**About this exercise**
Leaving out the images, transcribe every record below exactly.

══ Given data ══

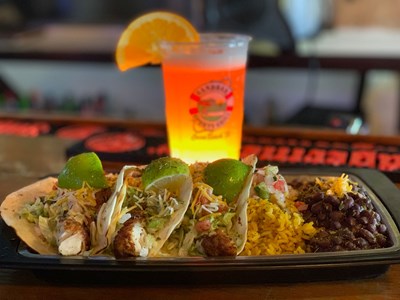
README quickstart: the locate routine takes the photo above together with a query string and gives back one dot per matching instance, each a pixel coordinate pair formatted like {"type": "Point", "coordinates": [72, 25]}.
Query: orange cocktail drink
{"type": "Point", "coordinates": [204, 91]}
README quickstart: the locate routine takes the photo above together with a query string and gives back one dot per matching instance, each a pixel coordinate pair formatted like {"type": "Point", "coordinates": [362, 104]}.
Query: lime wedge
{"type": "Point", "coordinates": [165, 172]}
{"type": "Point", "coordinates": [84, 167]}
{"type": "Point", "coordinates": [227, 177]}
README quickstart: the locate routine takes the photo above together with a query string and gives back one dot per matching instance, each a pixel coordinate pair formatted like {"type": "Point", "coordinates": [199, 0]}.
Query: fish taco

═══

**Exercise response**
README quickstart: the locate routine takes the photo above together with a query string and gives back one dot per matching instance, each a pixel coordinate pair formatted like {"type": "Point", "coordinates": [72, 25]}.
Query: orange cocktail drink
{"type": "Point", "coordinates": [204, 91]}
README quickstart: the locate routine takes the photo above together with a query string and gives back one dot per matching instance, each a pixel coordinate pair formatted like {"type": "Point", "coordinates": [362, 104]}.
Query: lime wedge
{"type": "Point", "coordinates": [165, 172]}
{"type": "Point", "coordinates": [84, 167]}
{"type": "Point", "coordinates": [227, 177]}
README quickstart: the locate routine takes the photo above together with a query string and gives back one dot per matching instance, each a pixel coordinate pair formatted like {"type": "Point", "coordinates": [199, 0]}.
Query: fish taco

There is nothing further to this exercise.